▶ _Objective_: Only the lines from the one containing "Expected: the pointer indicates a point on the green grass, one" through the end of the data below should be copied, each exactly as written and with both ends kept.

═══

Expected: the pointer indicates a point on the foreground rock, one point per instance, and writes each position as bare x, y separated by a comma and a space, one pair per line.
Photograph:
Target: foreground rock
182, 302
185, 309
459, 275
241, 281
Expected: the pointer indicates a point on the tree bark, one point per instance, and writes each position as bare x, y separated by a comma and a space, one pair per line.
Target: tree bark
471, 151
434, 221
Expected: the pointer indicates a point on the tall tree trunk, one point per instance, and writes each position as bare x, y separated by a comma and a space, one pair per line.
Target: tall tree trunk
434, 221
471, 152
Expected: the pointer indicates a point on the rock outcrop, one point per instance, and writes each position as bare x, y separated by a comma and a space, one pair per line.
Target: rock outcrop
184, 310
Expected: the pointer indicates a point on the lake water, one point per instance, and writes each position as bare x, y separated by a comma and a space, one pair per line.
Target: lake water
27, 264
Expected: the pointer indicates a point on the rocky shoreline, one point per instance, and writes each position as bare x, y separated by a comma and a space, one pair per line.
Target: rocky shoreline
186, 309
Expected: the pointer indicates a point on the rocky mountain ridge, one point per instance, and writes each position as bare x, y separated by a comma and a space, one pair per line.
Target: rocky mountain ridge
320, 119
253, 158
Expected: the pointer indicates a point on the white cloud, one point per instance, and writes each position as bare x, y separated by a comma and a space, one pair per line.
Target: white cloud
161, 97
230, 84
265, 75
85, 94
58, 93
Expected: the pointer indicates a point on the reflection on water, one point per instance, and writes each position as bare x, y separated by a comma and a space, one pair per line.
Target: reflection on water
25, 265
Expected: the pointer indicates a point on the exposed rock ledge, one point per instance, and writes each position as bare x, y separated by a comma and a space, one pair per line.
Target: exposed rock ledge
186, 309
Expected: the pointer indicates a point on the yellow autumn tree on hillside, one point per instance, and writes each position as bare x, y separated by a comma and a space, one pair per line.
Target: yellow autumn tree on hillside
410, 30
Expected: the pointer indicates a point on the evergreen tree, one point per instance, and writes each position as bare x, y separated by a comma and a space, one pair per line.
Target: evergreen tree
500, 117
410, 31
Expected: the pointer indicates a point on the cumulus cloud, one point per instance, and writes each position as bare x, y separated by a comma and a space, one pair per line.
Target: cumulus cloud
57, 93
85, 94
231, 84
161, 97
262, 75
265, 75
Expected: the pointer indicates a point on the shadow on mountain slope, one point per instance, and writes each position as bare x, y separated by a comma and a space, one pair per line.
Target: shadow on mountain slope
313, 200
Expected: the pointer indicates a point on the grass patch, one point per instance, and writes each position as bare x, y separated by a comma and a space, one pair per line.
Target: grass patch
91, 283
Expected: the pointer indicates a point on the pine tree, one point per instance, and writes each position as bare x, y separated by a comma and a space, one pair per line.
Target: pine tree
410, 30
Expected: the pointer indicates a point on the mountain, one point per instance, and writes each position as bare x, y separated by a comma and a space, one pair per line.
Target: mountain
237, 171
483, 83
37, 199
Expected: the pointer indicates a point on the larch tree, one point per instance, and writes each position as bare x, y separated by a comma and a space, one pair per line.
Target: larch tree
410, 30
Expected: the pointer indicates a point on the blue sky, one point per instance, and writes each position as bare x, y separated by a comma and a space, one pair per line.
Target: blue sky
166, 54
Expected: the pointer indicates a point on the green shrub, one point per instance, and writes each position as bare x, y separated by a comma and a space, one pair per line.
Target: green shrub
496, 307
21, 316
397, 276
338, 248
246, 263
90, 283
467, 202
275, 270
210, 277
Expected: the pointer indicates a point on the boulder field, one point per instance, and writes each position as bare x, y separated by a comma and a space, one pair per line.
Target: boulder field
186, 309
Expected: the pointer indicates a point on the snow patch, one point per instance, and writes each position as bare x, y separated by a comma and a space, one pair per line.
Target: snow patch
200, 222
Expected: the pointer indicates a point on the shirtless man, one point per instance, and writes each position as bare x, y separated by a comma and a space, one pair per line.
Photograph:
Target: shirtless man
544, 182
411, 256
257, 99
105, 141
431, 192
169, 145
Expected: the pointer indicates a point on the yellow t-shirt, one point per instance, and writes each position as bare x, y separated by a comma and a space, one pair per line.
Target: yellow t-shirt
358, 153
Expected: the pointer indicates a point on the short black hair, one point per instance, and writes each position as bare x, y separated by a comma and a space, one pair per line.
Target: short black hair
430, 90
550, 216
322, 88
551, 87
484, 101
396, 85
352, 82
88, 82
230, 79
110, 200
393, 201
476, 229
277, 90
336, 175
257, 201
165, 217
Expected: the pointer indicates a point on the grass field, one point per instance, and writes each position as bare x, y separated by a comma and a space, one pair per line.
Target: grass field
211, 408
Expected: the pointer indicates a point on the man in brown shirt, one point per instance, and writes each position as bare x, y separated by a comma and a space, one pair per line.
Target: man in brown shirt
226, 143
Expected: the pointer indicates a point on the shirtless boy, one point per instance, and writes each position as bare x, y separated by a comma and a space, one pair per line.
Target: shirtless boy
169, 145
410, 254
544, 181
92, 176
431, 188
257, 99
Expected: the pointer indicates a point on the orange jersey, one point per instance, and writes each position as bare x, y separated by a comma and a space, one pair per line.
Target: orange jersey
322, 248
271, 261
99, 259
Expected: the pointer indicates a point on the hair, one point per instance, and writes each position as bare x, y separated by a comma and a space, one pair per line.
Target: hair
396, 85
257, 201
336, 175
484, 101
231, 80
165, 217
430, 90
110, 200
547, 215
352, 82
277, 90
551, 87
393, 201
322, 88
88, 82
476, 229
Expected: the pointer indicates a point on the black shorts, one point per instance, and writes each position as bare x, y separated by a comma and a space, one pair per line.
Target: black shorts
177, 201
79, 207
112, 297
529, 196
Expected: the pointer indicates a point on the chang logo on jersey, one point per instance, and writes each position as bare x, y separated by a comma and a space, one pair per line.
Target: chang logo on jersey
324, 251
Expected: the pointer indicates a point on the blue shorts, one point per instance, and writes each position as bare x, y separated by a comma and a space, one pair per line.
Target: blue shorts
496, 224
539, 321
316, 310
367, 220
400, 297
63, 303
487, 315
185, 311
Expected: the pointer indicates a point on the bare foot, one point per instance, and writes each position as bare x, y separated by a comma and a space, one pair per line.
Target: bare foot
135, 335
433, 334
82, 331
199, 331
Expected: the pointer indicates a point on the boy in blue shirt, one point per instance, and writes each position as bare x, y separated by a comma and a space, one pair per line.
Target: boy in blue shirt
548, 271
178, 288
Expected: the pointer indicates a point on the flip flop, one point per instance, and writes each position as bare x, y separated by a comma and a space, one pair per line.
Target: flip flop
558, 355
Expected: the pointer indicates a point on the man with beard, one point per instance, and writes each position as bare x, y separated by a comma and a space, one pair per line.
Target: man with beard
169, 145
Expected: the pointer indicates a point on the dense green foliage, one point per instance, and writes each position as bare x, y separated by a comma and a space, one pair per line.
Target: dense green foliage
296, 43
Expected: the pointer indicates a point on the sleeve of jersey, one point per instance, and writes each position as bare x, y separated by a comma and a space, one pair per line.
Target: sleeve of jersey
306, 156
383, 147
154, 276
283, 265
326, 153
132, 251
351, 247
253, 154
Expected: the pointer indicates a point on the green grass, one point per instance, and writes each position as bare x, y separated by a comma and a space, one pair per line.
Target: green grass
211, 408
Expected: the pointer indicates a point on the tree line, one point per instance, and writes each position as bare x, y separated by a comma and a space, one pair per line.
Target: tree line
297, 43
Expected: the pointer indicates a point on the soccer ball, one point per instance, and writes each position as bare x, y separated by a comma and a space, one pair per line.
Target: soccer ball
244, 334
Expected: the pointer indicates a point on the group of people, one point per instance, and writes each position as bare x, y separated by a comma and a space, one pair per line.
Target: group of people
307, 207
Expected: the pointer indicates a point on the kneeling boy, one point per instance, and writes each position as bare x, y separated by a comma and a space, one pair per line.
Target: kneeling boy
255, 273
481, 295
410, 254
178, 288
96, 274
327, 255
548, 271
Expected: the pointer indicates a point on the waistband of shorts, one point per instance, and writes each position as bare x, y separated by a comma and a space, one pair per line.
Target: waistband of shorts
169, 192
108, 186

═══

▶ _Result of the task_:
Expected: the pointer indicates a point on the green grass, one point per instance, and writes each position as bare x, y separated by a comma and a space, one pair per line.
Target: green grass
211, 408
Expected: the pointer indicates a point on the tree line, one point per instance, and writes each position as bare x, y separated by a comma and a space, one pair per line.
Target: tree line
297, 43
Expected: the pointer indicates a point on the soccer ball, one point per instance, and writes each position as bare x, y separated by a comma and a space, one pair per line.
Target: soccer ball
244, 334
Expected: the pointer indicates a point on the group of people, one point per instance, and writes each position as bare x, y separated by a comma and a space, one pair per line.
Target: group of people
307, 207
Expected: the pointer indicates a point on the kneeling boy, one point per instance, and writes each position as bare x, y separated by a comma and a space, one pair per line.
Target: kneeling boy
255, 273
481, 295
410, 254
178, 288
96, 274
327, 255
548, 271
Expected: the pointer indicates a point on the waistband of shorts, one point per instance, and writes each position as bare x, y separated by a comma and a space, one pair per line.
Target: waistband of shorts
169, 192
108, 186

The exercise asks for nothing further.